Work to do: Every record here should be printed again exactly.

— Begin Recorded data —

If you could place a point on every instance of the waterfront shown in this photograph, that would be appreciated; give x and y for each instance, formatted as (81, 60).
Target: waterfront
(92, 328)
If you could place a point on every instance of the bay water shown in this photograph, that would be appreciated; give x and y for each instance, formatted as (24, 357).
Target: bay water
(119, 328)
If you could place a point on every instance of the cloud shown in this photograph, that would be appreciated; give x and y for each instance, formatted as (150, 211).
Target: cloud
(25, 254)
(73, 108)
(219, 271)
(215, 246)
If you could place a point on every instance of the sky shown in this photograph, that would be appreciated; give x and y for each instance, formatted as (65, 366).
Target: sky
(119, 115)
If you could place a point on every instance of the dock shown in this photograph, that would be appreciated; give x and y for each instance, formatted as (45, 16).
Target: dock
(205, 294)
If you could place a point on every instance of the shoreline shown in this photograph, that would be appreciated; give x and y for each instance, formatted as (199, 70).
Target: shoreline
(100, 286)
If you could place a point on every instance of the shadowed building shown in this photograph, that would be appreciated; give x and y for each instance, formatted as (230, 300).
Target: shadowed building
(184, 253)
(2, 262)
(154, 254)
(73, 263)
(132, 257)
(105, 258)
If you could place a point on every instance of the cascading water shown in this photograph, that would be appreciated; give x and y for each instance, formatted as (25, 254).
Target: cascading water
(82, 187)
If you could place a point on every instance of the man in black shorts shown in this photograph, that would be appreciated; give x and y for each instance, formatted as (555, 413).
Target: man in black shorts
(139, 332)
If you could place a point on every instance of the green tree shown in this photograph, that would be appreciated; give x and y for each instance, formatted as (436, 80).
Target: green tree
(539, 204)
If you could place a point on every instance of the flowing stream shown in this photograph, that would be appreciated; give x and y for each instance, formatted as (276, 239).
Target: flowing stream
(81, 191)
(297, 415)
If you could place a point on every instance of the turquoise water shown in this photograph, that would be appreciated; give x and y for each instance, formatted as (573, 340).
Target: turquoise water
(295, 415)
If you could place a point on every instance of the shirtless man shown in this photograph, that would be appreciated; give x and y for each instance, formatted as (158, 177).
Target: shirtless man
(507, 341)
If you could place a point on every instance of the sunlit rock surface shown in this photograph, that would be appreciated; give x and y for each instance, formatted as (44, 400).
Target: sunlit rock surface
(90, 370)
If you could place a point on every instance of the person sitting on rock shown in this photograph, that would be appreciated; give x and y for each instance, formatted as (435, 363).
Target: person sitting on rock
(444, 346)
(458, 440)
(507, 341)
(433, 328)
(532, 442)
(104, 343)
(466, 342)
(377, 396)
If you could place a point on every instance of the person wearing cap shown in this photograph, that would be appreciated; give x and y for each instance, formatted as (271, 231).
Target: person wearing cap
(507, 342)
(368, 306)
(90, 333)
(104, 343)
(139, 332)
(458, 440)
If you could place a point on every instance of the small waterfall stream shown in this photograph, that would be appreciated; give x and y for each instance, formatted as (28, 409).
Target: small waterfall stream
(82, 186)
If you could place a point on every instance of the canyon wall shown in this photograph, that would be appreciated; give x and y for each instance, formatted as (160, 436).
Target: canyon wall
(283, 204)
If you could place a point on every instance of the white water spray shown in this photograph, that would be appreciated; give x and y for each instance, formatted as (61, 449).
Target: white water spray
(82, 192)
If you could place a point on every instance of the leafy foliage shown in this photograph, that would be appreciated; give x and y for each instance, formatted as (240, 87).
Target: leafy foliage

— End Recorded data —

Task result:
If you could place a point on every instance of the waterfront shown in this photograph, that would be appreciated; give x and y for each instance, formatted as (81, 60).
Target: waterfront
(92, 328)
If you could place a point on every instance of the bay water shown in this photograph, that would be appreciated; give x and y for each instance, formatted as (24, 357).
Target: bay water
(119, 328)
If you could place a point on every instance of the cloud shown in this photograph, that would be appreciated; give x and y for each instance, formatted as (150, 211).
Target: cloud
(25, 254)
(73, 108)
(219, 271)
(215, 246)
If you could place a point on every instance of the sky shown in this photograph, that would be appreciated; give x and y for each instance, formatted as (65, 366).
Target: sky
(119, 115)
If you could place a point on every instance of the dock shown in this photograph, that would be appreciated; give x and y for each instance, formatted as (45, 16).
Target: dock
(205, 294)
If you could place a point on every instance of the shoreline shown in this photograph, that would be appreciated; give x and y for each instance, formatted as (199, 70).
Target: shoreline
(100, 286)
If you could place a point on every instance of the shadowed building shown in this photograph, that would be appreciated; give x and y for each instance, formatted as (230, 300).
Target: shadowed building
(184, 253)
(2, 262)
(154, 254)
(73, 263)
(132, 257)
(105, 258)
If you could place a point on every instance of the cascading water shown in this photograph, that would be appreciated; give x and y for each instance, formatted as (25, 254).
Target: cascading water
(82, 187)
If you could place a point on every instance of the man in black shorts shown in this photograph, that would be appreciated; give x and y for each instance, formatted as (555, 413).
Target: man in black shorts
(139, 332)
If you could place a point on every instance of the green tree shown in this photograph, that would be appreciated; give x and y for each instance, formatted as (436, 80).
Target: green tree
(539, 204)
If you could place a point on every instance of the flowing stream shown in this photograph, that would be appreciated; give x and y for each instance, formatted as (276, 239).
Target: flowing stream
(81, 191)
(297, 415)
If you could place a point on every instance of the turquoise water shown in this photograph, that would be appreciated; give x and y for each instance, formatted as (573, 340).
Target: turquoise water
(295, 415)
If you could place a point on every instance of the shirtless man shown in this photograph, that would be appreciated; give x and y for each instance, formatted as (158, 177).
Target: shirtless man
(507, 341)
If you could place a point on every instance of the sunlit rock surface shown in this photograph, that would be appreciated; give x and y for each instance, formatted as (44, 400).
Target: sunlit rock surface
(90, 370)
If you could place a point on every instance of the person sitting on rock shown in this photograph, that would be appreciated; give x and y for each instance, formatted as (435, 363).
Target: person sitting on rock
(444, 346)
(458, 440)
(507, 341)
(433, 328)
(532, 442)
(104, 343)
(466, 342)
(377, 396)
If you could place a point on every instance of the person wearing cap shown in this photograph, that would be appreciated; give x and y for each instance, formatted as (271, 231).
Target: person wearing cap
(507, 342)
(368, 306)
(90, 333)
(104, 343)
(139, 332)
(458, 440)
If you could place a point on every instance of the small waterfall stream shown in this photograph, that would be appreciated; give x and y for each instance, formatted as (28, 409).
Target: small waterfall stream
(82, 186)
If you could place a point on every instance of the canyon wall shown in this photograph, that would be appreciated; give x and y for each instance, formatted as (160, 436).
Target: canyon wall
(283, 204)
If you could place a point on every instance of the white water spray shown in this photograph, that would be appreciated; give x and y for each instance, formatted as (61, 449).
Target: white water spray
(82, 192)
If you could place a point on every instance of the leafy foliage shown in this photograph, that would be appreciated; give x and y for each instance, formatted as (240, 87).
Target: leafy foliage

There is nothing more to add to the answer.